■ **WHAT THE TASK ASKS**: Return every entry exactly as written.

(Point labeling dataset excerpts)

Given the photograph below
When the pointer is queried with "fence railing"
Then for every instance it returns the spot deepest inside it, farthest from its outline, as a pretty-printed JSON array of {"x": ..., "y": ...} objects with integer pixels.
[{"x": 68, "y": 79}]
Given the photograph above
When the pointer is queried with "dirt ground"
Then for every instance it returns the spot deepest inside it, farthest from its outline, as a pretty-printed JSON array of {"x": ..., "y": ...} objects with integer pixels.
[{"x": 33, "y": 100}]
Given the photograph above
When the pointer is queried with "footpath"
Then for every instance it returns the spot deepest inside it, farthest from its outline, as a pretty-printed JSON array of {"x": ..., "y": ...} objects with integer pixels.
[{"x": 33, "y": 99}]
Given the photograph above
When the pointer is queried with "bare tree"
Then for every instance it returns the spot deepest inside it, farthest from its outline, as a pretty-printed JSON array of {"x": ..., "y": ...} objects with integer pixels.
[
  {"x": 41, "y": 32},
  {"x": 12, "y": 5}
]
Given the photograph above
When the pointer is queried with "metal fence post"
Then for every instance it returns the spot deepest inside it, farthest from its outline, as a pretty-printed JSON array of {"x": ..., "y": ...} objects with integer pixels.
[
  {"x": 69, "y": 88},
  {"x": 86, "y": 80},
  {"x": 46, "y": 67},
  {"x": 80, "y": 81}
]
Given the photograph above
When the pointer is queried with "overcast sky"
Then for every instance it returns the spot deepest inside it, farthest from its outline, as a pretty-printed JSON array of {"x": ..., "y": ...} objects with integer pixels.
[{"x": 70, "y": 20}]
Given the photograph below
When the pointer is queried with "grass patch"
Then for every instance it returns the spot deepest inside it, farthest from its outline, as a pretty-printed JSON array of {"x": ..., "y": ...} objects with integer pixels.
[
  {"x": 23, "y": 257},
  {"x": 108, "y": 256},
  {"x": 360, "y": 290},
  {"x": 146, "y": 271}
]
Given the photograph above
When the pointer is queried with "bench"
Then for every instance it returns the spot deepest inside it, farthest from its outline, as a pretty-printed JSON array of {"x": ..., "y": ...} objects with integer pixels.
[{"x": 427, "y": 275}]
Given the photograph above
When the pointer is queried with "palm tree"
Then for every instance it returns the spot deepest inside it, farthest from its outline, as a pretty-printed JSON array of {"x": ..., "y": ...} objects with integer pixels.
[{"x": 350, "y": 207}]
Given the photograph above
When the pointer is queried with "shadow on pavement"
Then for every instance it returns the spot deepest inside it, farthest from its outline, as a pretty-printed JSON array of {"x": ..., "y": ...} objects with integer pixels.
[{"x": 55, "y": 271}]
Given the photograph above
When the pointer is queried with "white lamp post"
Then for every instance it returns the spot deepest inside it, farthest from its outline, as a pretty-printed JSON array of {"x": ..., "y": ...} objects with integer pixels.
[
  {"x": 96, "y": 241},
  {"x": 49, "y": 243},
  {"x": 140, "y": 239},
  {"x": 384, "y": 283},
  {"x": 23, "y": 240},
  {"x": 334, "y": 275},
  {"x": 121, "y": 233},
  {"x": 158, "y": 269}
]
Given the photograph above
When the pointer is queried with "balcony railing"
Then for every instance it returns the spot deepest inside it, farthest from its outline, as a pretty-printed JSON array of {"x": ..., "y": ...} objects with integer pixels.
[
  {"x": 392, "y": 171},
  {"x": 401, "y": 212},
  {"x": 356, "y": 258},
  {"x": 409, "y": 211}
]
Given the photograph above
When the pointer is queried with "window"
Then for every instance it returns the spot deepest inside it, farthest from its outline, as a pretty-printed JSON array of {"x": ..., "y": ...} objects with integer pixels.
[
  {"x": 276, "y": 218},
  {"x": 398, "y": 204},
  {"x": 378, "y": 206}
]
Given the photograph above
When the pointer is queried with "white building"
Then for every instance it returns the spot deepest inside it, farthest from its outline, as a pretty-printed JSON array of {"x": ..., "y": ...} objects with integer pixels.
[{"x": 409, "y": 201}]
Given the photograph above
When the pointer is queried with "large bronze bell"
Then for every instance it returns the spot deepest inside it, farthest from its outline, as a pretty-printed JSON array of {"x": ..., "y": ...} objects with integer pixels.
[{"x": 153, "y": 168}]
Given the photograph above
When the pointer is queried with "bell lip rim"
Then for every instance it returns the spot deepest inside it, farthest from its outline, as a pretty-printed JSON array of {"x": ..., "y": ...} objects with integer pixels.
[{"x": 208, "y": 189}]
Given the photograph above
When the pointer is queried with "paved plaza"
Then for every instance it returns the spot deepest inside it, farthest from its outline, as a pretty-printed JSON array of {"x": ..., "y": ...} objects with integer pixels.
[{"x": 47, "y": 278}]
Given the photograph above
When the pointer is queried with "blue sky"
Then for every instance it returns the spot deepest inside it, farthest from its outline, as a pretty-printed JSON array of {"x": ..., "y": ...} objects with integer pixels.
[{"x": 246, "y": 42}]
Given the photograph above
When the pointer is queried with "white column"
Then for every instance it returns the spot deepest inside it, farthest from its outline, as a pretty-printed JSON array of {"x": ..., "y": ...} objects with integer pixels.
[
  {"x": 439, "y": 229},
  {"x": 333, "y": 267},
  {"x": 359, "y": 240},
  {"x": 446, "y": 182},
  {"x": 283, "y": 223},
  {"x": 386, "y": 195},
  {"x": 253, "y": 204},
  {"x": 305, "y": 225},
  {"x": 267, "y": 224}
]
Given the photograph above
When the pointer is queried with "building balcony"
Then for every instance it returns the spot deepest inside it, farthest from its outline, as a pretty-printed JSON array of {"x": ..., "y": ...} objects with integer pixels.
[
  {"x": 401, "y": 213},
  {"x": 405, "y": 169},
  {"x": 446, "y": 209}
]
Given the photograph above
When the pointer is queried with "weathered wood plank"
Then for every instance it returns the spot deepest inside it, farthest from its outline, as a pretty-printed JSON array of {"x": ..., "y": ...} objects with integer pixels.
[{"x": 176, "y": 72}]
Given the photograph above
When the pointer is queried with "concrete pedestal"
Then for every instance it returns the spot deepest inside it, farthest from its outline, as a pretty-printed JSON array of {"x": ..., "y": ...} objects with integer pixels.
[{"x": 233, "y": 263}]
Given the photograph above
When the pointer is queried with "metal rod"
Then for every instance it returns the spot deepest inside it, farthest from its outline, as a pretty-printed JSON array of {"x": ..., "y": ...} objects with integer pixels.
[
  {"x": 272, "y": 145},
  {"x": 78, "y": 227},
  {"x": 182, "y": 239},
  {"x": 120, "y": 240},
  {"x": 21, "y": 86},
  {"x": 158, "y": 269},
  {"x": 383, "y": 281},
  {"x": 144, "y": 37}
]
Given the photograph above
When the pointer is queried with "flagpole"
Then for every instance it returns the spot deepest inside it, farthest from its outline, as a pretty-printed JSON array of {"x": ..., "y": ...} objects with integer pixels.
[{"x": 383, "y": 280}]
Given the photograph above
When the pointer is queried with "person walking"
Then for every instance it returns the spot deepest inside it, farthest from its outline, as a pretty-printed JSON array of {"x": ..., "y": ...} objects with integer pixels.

■ **REPLY**:
Given the photograph below
When the pointer is queried with "fence railing"
Then for every instance it returns the spot deepest inside it, farthest from its outline, as a pretty-printed JSON array of {"x": ..., "y": ...} objects with integer pixels.
[{"x": 68, "y": 79}]
Given the photograph above
When the pointer is queried with "dirt ground"
Then for every instance it returns the spot deepest inside it, farthest from its outline, as a pretty-printed JSON array of {"x": ..., "y": ...} objects with integer pixels.
[{"x": 33, "y": 100}]
Given the photograph above
When the pointer is queried with "footpath"
Then for every instance it returns the spot deepest inside it, farthest from its outline, as a pretty-printed JSON array of {"x": ..., "y": ...} objects with integer pixels.
[{"x": 33, "y": 99}]
Given the photograph above
When the pointer is queried with "bare tree"
Then for every instance it returns the spot deepest inside it, farthest from its outline, as a pretty-printed JSON array of {"x": ..., "y": ...} objects with integer pixels.
[
  {"x": 41, "y": 32},
  {"x": 12, "y": 5}
]
Given the photograph above
When the pointer is queried with "metal fence post"
Then for every instance it returns the spot deepest inside it, farthest from its outline, as a pretty-printed JSON array of {"x": ..., "y": ...} objects with integer pixels.
[
  {"x": 69, "y": 88},
  {"x": 86, "y": 80},
  {"x": 46, "y": 67},
  {"x": 80, "y": 81}
]
Given the photograph above
When the pointer is queried with "overcast sky"
Then for every instance it returns the spot deepest inside it, farthest from its outline, as a pretty-printed JSON array of {"x": ..., "y": ...} objects with integer pixels.
[{"x": 70, "y": 20}]
Given the photograph below
When the pointer is queried with "grass patch"
Then for every instance it returns the spot deepest inside it, farthest from its outline, as a pretty-printed JSON array of {"x": ..., "y": ...} objects with integer pixels.
[
  {"x": 23, "y": 257},
  {"x": 108, "y": 256},
  {"x": 360, "y": 290},
  {"x": 146, "y": 271}
]
Given the photograph above
When the pointer is queried with "bench"
Then for every instance it returns the spot deepest inside it, farthest from its outline, as a pretty-printed JSON array of {"x": ..., "y": ...} objects with integer pixels.
[{"x": 427, "y": 275}]
Given the photograph above
When the pointer is queried with "palm tree"
Then for every instance it returns the spot deepest inside it, farthest from its outline, as a pretty-printed JSON array of {"x": ..., "y": ...} objects with integer pixels.
[{"x": 350, "y": 207}]
Given the photograph above
When the pointer is queried with "shadow on pavement"
Then for every instance it returns the spot deepest inside it, farthest from its outline, as a pretty-printed JSON array of {"x": ..., "y": ...} objects with integer pixels.
[{"x": 55, "y": 271}]
Given the photograph above
When the pointer is queried with "white lamp post"
Then for every instance it returns the spot deepest inside it, farthest from its outline, as a pretty-printed JSON array of {"x": ..., "y": ...} objects with integer pixels.
[
  {"x": 96, "y": 241},
  {"x": 49, "y": 243},
  {"x": 140, "y": 239},
  {"x": 384, "y": 283},
  {"x": 23, "y": 240},
  {"x": 334, "y": 275},
  {"x": 121, "y": 233},
  {"x": 158, "y": 269}
]
Given the photograph above
When the pointer is queried with "balcony railing"
Then for every instance it returns the spot deepest inside it, farthest from its outline, as a pretty-printed JSON array of {"x": ..., "y": ...} objects with integer pixels.
[
  {"x": 392, "y": 171},
  {"x": 401, "y": 212},
  {"x": 356, "y": 258},
  {"x": 409, "y": 211}
]
Given the photograph above
When the pointer is queried with "window"
Then for every instance it returns the spot deepest inside it, farthest from its outline, as a pretty-printed JSON array of {"x": ..., "y": ...} objects with integer pixels.
[
  {"x": 276, "y": 218},
  {"x": 398, "y": 204},
  {"x": 378, "y": 206}
]
Given the photograph above
When the pointer is queried with "white building"
Then for every instance it returns the spot deepest inside it, farthest from its outline, as a pretty-printed JSON array of {"x": ..., "y": ...} objects with integer pixels.
[{"x": 409, "y": 201}]
Given the photograph above
When the pointer is queried with "large bronze bell"
Then for every instance it returns the spot deepest inside it, farthest from its outline, as a pretty-printed JSON array of {"x": ..., "y": ...} objects with integer pixels.
[{"x": 153, "y": 168}]
Given the photograph above
When the pointer is queried with "bell lip rim"
Then for every instance it returns the spot deepest inside it, farthest from its outline, as a pretty-printed JSON array of {"x": ..., "y": ...} objects with integer pixels.
[{"x": 208, "y": 189}]
Given the photograph above
When the pointer is queried with "paved plaza"
Then for every instance it returns the spot deepest inside it, farthest from its outline, as a pretty-printed JSON array of {"x": ..., "y": ...} objects with integer pixels.
[{"x": 47, "y": 278}]
Given the photograph above
When the pointer is queried with "blue sky"
Then for every instance it returns the spot deepest inside it, farthest from its outline, as a pretty-printed JSON array of {"x": ..., "y": ...} objects with integer pixels.
[{"x": 246, "y": 42}]
Given the photograph above
When the pointer is queried with "white column"
Then for every instance it returns the spot deepest inside it, farthest from its outline, as a pretty-printed JSON array of {"x": ..., "y": ...} objects with integer pixels.
[
  {"x": 439, "y": 229},
  {"x": 333, "y": 267},
  {"x": 359, "y": 240},
  {"x": 446, "y": 182},
  {"x": 283, "y": 223},
  {"x": 386, "y": 195},
  {"x": 253, "y": 204},
  {"x": 305, "y": 225},
  {"x": 267, "y": 224}
]
Given the photograph above
When the pointer is queried with "building balcony"
Then for every instance it returns the spot deepest inside it, farthest from its outline, as a pretty-printed JSON array of {"x": ..., "y": ...} objects with integer pixels.
[
  {"x": 401, "y": 213},
  {"x": 405, "y": 169},
  {"x": 446, "y": 209}
]
Given the photograph above
When the pointer is queried with "weathered wood plank"
Then for every instance it returns the spot deepest inside it, farthest from its outline, as a pretty-printed JSON array of {"x": ..., "y": ...} objects with integer pixels.
[{"x": 176, "y": 72}]
Given the photograph above
When the pointer is queried with "concrete pedestal"
Then for every instance it returns the spot deepest inside it, farthest from its outline, as a pretty-printed JSON array of {"x": ..., "y": ...} objects with integer pixels.
[{"x": 233, "y": 263}]
Given the photograph above
When the pointer is queried with "metal rod"
Then for every instance it returns the spot deepest inside it, farthest from its outline, as a pretty-printed JSON array of {"x": ..., "y": ...} objects with integer pixels.
[
  {"x": 272, "y": 145},
  {"x": 78, "y": 227},
  {"x": 182, "y": 239},
  {"x": 120, "y": 240},
  {"x": 21, "y": 86},
  {"x": 158, "y": 269},
  {"x": 383, "y": 281},
  {"x": 144, "y": 37}
]
Given the photograph above
When the pointer is queried with "flagpole"
Then for every instance it returns the spot deepest inside it, farthest from its outline, as a pretty-printed JSON array of {"x": ..., "y": ...} objects with integer pixels.
[{"x": 383, "y": 280}]
Given the photograph above
When the pointer is queried with "person walking"
Then for every instance it returns the spot deepest inside it, farthest from its outline, as a pretty-printed JSON array of {"x": ..., "y": ...} objects with integer pixels.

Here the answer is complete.